TASK GOAL: Copy every record exactly, and keep the pictures out.

EXTRACTED DATA:
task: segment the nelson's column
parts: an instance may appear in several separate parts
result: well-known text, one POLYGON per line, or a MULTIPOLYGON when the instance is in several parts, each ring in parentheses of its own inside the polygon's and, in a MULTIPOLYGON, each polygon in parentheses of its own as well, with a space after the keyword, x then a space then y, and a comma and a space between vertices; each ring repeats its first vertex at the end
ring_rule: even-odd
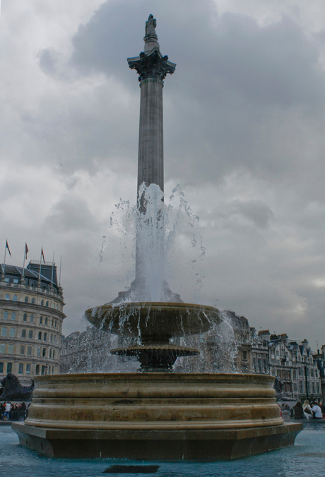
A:
MULTIPOLYGON (((141 185, 145 183, 148 187, 157 184, 164 191, 164 142, 162 121, 162 88, 167 73, 172 74, 176 64, 168 61, 168 56, 160 53, 158 39, 155 32, 157 21, 149 15, 146 22, 144 51, 138 56, 128 58, 129 66, 136 70, 140 82, 140 126, 138 159, 138 193, 141 185)), ((136 278, 131 289, 121 291, 112 303, 143 299, 144 278, 142 273, 141 260, 136 253, 136 278)), ((149 297, 148 297, 149 298, 149 297)), ((179 295, 170 289, 164 282, 164 301, 182 301, 179 295)))

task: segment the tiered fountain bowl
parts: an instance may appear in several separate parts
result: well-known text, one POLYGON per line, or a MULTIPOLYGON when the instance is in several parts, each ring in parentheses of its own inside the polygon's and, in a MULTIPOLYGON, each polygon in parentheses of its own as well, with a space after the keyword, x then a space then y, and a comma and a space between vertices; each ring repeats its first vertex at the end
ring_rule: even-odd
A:
POLYGON ((272 376, 170 373, 178 356, 199 351, 170 339, 210 329, 220 320, 215 308, 125 303, 86 316, 138 337, 112 352, 136 356, 151 372, 37 377, 28 418, 13 423, 20 444, 56 457, 147 460, 232 459, 293 445, 302 425, 283 423, 272 376))
POLYGON ((111 350, 112 354, 135 356, 143 372, 170 372, 179 356, 199 354, 197 349, 170 343, 170 339, 208 331, 220 322, 213 306, 180 303, 107 303, 90 308, 85 317, 104 331, 136 339, 127 347, 111 350))

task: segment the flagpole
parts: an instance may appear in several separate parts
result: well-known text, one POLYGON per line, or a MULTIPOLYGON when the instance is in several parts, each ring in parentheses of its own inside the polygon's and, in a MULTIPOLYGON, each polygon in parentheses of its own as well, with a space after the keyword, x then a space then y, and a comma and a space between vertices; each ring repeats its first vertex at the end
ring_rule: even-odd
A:
POLYGON ((60 274, 59 274, 59 286, 61 286, 61 268, 62 266, 62 255, 61 255, 60 258, 60 274))
POLYGON ((4 273, 5 270, 6 270, 6 254, 7 253, 7 243, 8 243, 8 239, 6 238, 6 246, 4 247, 4 270, 2 270, 4 273))
POLYGON ((52 265, 52 282, 53 283, 53 274, 54 272, 54 252, 53 251, 53 262, 52 265))
POLYGON ((25 258, 26 257, 26 245, 27 245, 27 243, 25 243, 24 261, 23 261, 23 277, 25 277, 25 258))
POLYGON ((43 251, 43 246, 41 247, 41 255, 40 257, 40 272, 38 274, 38 279, 40 280, 40 272, 42 272, 42 252, 43 251))

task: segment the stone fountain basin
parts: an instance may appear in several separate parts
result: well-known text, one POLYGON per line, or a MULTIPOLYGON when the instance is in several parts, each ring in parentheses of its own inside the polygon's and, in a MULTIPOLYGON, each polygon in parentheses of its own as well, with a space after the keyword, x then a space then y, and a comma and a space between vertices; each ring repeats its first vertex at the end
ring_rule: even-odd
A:
POLYGON ((213 306, 165 302, 107 303, 89 308, 85 315, 92 325, 110 333, 155 337, 155 340, 199 334, 221 321, 219 310, 213 306))

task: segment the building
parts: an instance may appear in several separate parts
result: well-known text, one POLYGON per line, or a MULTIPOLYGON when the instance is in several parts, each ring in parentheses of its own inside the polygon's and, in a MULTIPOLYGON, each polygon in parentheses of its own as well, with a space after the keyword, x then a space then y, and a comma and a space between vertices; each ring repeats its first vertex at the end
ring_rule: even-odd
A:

FINAL RESULT:
task: segment the nelson's column
parts: an instance may appear in several separate parts
result: well-known text, one POLYGON per line, or a MULTIPOLYGON when the instance is in several parts, each ring in parentheses of its own inside the polygon's and, in a MULTIPOLYGON, each polygon in parentheses of its own as well, with a space after the keyword, x then a space then y, and a comma and a space between vertices; each ring repeats its first vertex at the end
ring_rule: even-odd
A:
MULTIPOLYGON (((141 185, 145 183, 148 187, 157 184, 164 191, 164 142, 162 121, 162 88, 167 73, 172 74, 176 64, 168 61, 168 56, 160 53, 158 39, 155 32, 157 21, 149 15, 146 22, 144 51, 138 56, 128 58, 129 66, 136 70, 140 82, 140 126, 138 159, 138 193, 141 185)), ((136 278, 131 289, 121 291, 112 303, 143 299, 144 278, 142 273, 141 260, 136 253, 136 278)), ((149 297, 148 297, 149 298, 149 297)), ((179 295, 170 289, 164 282, 164 301, 182 301, 179 295)))

task: segment the tiered fountain bowl
parts: an instance may appear in several separate parts
result: well-known text, one POLYGON per line, or a MULTIPOLYGON when the instance is in several parts, each ring in parentheses of its own inside the polygon's and, in a MULTIPOLYGON, each polygon in parentheses of its own as well, with a space after the keyword, x then a space then y, and a comma and a space between vertices; each ring repeats its first vertex at the end
ring_rule: even-odd
A:
POLYGON ((272 376, 170 373, 178 356, 199 351, 170 339, 210 329, 220 320, 215 308, 125 303, 86 316, 138 337, 112 352, 136 356, 151 372, 37 377, 28 418, 13 423, 20 444, 56 457, 147 460, 232 459, 293 445, 302 425, 283 423, 272 376))
POLYGON ((111 350, 112 354, 135 356, 143 372, 170 372, 179 356, 199 354, 197 349, 170 343, 170 339, 208 331, 220 322, 213 306, 180 303, 107 303, 90 308, 85 317, 104 331, 136 339, 127 347, 111 350))

task: segment the flagpole
parts: an instance may appear in several separate parts
result: well-known text, one POLYGON per line, or a MULTIPOLYGON when the instance is in several parts, each ring in parentheses of its own inside the polygon's and, in a MULTIPOLYGON, each polygon in parentheses of its own as well, with a space after the keyword, x then a space then y, and a comma and a space between vertices; each ring repeats its first vertex at the end
ring_rule: even-odd
A:
POLYGON ((60 274, 59 274, 59 286, 61 286, 61 268, 62 266, 62 255, 61 255, 60 258, 60 274))
POLYGON ((4 273, 5 270, 6 270, 6 254, 7 253, 7 243, 8 243, 8 239, 6 238, 6 246, 4 247, 4 270, 2 270, 4 273))
POLYGON ((52 265, 52 282, 53 283, 53 274, 54 272, 54 252, 53 251, 53 262, 52 265))
POLYGON ((25 258, 26 257, 26 245, 27 245, 27 243, 25 243, 24 261, 23 261, 23 277, 25 277, 25 258))
POLYGON ((43 251, 43 246, 41 247, 41 255, 40 257, 40 272, 38 274, 38 279, 40 280, 40 272, 42 272, 42 252, 43 251))

task: segment the stone fountain basin
parts: an instance may appear in several separate parts
result: well-known text, one POLYGON per line, or a MULTIPOLYGON when the instance is in several parts, each ring in parentheses of its own inside the polygon's and, in a MULTIPOLYGON, each polygon in parentheses of its own as well, with a space after the keyword, x then a space then y, and a comma and a space between vertices; each ring repeats its first vertex at the end
ring_rule: even-odd
A:
POLYGON ((213 306, 165 302, 107 303, 89 308, 85 315, 92 325, 110 333, 155 337, 155 340, 199 334, 221 321, 219 310, 213 306))

task: segment the building
parts: an instance may appear in several separate parts
result: well-known text, one POLYGON per line, or a MULTIPOLYGON when the instance is in several parts, each ring in parentheses of its own inside the polygon's and, in a MULTIPOLYGON, each polygon in parentheses of its own as well, with a space after the keyword, x then a space then y, and a comma and a space between vertices; each ring repeats its first vertex at the end
ring_rule: even-odd
A:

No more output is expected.